[WHAT YOU SHOULD DO]
Exactly reproduce the lines from the one holding "Target: car hood" through the final line of the listing below, with both ends included and nothing else.

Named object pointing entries
▽
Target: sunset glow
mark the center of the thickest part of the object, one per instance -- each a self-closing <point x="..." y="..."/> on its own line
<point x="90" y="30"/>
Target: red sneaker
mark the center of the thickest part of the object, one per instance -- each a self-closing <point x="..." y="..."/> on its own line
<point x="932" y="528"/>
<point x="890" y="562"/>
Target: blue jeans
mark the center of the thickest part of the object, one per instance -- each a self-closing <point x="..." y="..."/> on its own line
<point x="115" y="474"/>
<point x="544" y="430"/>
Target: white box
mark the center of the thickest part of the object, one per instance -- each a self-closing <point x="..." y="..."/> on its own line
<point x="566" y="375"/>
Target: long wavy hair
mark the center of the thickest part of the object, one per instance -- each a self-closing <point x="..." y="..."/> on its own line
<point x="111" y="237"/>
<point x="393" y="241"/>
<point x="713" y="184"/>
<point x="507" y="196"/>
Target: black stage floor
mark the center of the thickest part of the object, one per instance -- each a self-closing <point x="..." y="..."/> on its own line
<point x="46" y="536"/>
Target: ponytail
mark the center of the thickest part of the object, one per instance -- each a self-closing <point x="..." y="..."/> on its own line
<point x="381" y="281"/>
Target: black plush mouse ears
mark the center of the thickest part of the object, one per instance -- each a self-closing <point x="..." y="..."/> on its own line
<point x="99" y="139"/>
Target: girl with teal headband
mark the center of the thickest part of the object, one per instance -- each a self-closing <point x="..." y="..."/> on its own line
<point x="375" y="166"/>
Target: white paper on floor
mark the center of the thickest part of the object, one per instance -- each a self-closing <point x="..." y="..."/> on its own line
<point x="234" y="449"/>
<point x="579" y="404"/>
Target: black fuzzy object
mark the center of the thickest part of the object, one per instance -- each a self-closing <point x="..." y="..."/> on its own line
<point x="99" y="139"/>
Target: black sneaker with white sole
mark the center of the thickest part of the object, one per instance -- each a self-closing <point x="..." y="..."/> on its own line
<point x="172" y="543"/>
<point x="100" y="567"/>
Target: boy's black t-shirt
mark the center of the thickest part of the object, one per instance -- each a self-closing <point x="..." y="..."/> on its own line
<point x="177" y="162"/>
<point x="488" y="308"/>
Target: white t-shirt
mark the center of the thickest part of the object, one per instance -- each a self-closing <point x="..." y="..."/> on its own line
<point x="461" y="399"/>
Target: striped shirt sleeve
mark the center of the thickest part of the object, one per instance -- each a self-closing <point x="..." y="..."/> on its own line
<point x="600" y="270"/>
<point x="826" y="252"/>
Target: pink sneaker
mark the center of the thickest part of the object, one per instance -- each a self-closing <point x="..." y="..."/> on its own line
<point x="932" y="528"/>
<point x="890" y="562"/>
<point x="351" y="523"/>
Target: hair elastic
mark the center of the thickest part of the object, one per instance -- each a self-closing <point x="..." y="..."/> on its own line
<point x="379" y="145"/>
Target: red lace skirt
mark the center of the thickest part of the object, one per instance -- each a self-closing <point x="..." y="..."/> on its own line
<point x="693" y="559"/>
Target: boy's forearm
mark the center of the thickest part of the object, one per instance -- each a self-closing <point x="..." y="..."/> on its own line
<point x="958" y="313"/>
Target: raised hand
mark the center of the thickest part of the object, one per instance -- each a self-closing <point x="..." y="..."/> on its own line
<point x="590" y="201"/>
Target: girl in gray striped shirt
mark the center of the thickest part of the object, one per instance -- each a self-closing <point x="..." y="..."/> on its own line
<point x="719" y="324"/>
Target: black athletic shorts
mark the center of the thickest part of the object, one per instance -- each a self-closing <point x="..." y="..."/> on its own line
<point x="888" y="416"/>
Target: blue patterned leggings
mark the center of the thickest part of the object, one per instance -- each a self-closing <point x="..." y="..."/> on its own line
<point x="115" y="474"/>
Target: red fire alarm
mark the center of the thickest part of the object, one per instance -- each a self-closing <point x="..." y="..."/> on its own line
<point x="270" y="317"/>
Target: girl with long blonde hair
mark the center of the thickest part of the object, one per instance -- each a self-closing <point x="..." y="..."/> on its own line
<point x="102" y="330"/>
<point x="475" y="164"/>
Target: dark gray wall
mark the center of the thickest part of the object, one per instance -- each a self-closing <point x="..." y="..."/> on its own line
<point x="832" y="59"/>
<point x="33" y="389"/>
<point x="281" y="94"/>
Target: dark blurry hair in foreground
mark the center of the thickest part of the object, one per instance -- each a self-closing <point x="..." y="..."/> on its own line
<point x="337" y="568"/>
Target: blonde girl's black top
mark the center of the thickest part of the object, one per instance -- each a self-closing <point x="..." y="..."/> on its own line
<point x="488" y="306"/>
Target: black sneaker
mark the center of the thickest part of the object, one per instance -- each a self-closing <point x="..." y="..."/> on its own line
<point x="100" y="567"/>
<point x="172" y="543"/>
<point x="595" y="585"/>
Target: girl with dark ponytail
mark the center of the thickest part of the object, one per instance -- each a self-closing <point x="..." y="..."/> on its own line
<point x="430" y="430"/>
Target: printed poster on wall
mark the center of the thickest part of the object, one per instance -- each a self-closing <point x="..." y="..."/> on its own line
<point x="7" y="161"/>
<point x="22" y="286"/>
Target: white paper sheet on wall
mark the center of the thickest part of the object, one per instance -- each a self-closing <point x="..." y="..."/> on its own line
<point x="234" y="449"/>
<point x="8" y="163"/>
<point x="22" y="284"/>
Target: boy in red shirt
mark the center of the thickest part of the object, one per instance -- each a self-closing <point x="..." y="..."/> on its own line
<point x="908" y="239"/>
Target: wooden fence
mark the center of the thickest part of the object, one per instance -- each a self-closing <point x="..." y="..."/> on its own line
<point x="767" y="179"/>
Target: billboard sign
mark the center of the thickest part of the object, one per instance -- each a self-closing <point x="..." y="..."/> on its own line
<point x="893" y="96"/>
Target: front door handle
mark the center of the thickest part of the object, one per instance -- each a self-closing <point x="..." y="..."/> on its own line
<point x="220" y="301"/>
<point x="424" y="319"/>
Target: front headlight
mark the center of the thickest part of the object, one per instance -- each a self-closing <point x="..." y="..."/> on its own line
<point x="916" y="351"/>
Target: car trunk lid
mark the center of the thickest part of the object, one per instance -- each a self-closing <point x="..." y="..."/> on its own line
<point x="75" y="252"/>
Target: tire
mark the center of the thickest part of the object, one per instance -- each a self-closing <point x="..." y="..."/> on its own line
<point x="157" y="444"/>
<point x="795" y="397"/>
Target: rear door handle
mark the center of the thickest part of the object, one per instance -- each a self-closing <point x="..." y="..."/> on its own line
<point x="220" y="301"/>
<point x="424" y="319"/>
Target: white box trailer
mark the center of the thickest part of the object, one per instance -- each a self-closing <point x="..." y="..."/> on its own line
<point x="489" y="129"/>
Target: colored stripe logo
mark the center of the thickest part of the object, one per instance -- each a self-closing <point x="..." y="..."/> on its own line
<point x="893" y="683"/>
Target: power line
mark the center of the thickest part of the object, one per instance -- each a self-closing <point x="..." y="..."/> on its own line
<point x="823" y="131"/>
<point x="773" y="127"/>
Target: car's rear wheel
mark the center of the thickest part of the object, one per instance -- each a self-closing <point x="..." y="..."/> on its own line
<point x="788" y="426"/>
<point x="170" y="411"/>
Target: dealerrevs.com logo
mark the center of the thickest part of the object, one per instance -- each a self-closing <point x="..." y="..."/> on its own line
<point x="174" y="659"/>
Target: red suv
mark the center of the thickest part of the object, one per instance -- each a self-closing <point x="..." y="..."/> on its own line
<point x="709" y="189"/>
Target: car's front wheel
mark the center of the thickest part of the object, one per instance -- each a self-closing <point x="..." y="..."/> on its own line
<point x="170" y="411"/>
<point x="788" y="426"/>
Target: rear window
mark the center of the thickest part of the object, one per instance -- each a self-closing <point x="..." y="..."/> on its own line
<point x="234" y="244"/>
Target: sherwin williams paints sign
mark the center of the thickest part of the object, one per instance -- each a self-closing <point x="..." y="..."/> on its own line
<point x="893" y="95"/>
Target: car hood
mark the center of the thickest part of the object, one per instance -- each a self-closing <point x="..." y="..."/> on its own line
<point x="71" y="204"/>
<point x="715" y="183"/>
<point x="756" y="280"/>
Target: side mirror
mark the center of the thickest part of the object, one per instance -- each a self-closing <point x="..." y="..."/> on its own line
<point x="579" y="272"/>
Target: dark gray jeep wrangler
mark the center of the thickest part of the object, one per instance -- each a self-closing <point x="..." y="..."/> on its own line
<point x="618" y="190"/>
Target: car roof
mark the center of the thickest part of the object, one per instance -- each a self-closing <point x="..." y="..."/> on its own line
△
[THE COMPLETED TASK]
Target: car hood
mark the center of the thickest part of the object, one per instance -- each a self-closing <point x="..." y="..."/> on its own line
<point x="71" y="204"/>
<point x="715" y="183"/>
<point x="756" y="280"/>
Target: side mirror
mark the center of the thickest part of the object, one per instance -- each a self-closing <point x="..." y="..."/> on its own line
<point x="579" y="272"/>
Target: dark gray jeep wrangler
mark the center of the thickest part of the object, one per instance -- each a self-closing <point x="..." y="..."/> on its own line
<point x="618" y="190"/>
Target: car roof
mark the center of the thickest part of the object, one per instance -- each a self-closing <point x="..." y="..."/> on its own line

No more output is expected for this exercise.